= What is being asked =
Answer these questions from the text about skunks:
1. In which county are residents complaining about more skunks than they can remember?
2. What is the name of the dog that was sprayed in the fenced-in backyard?
3. Which buyer of skunk shampoo was the dog's owner at PetSmart on Friday morning?

*** Opening Source extract ***

A couple of weeks ago we were awakened by the smell of a skunk outside the house. It was hard to get back to sleep but by morning the stench was gone.

Apparently in parts of Burlington County residents are complaining that there are more of the stinky critters around than they can remember in recent years.

Someone posted this on social media in my area recently about what happened to their dog.

It finally happened. Bodi was skunked Thursday night in our fenced-in backyard. I don't ever remember seeing skunks when I first moved here over 20 years ago. When I first moved here in 1999, I had 2 border collies, and they pretty much used the backyard all hours of the day and night they were never sprayed and that was up to 2012. I went to PetSmart Friday morning, 15 min after they opened, and I was the 3rd person to buy skunk shampoo. The customer in front of me was buying it and she had mentioned her dog was sprayed before.

Skunks are active this time of year and you may wake up to the ridiculously unpleasant odor of one right outside of your house. Or even worse, you or your pets get sprayed by one.

*** Closing Source extract ***
*** Opening Excerpted data ***

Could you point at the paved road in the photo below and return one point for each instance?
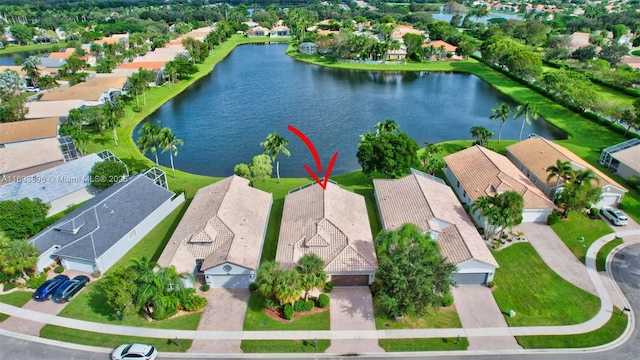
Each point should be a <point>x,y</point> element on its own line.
<point>625,268</point>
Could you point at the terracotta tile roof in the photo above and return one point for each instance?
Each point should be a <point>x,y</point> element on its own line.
<point>431,206</point>
<point>332,224</point>
<point>225,222</point>
<point>537,154</point>
<point>482,172</point>
<point>28,155</point>
<point>28,130</point>
<point>91,90</point>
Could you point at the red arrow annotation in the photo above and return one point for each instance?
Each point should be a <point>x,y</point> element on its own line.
<point>314,152</point>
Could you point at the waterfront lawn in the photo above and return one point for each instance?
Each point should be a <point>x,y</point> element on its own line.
<point>435,344</point>
<point>257,319</point>
<point>601,259</point>
<point>612,330</point>
<point>284,346</point>
<point>16,298</point>
<point>578,226</point>
<point>110,341</point>
<point>539,296</point>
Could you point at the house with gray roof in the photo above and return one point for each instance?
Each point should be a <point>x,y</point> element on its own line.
<point>430,204</point>
<point>333,224</point>
<point>100,232</point>
<point>220,237</point>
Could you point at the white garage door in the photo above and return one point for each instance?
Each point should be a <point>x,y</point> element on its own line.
<point>461,279</point>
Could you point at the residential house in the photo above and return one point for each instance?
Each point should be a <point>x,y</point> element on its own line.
<point>477,171</point>
<point>623,159</point>
<point>430,204</point>
<point>221,235</point>
<point>97,234</point>
<point>333,224</point>
<point>534,155</point>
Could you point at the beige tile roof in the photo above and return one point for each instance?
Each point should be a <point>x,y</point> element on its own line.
<point>28,155</point>
<point>431,206</point>
<point>91,90</point>
<point>537,154</point>
<point>225,222</point>
<point>332,224</point>
<point>28,130</point>
<point>482,172</point>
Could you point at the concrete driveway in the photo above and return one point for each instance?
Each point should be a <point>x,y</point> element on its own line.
<point>352,309</point>
<point>478,309</point>
<point>557,255</point>
<point>225,310</point>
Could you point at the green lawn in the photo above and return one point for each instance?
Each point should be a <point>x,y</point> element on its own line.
<point>435,344</point>
<point>612,330</point>
<point>431,319</point>
<point>16,298</point>
<point>284,346</point>
<point>539,296</point>
<point>578,232</point>
<point>257,319</point>
<point>109,340</point>
<point>601,259</point>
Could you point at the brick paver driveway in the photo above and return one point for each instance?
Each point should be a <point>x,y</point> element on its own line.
<point>352,309</point>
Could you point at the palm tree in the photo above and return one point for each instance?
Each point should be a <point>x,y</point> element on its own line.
<point>502,112</point>
<point>169,142</point>
<point>312,275</point>
<point>562,170</point>
<point>530,111</point>
<point>149,139</point>
<point>274,145</point>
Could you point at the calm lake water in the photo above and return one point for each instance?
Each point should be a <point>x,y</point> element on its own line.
<point>258,89</point>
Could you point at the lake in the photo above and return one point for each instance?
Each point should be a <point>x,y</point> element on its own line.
<point>258,89</point>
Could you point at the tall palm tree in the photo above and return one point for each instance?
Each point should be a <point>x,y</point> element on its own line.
<point>502,113</point>
<point>170,142</point>
<point>529,111</point>
<point>149,139</point>
<point>561,170</point>
<point>274,145</point>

*** Closing Excerpted data ***

= Result of the exercise =
1. Residents are complaining in parts of Burlington County.
2. The dog's name is Bodi.
3. The owner was the third person to buy skunk shampoo that morning.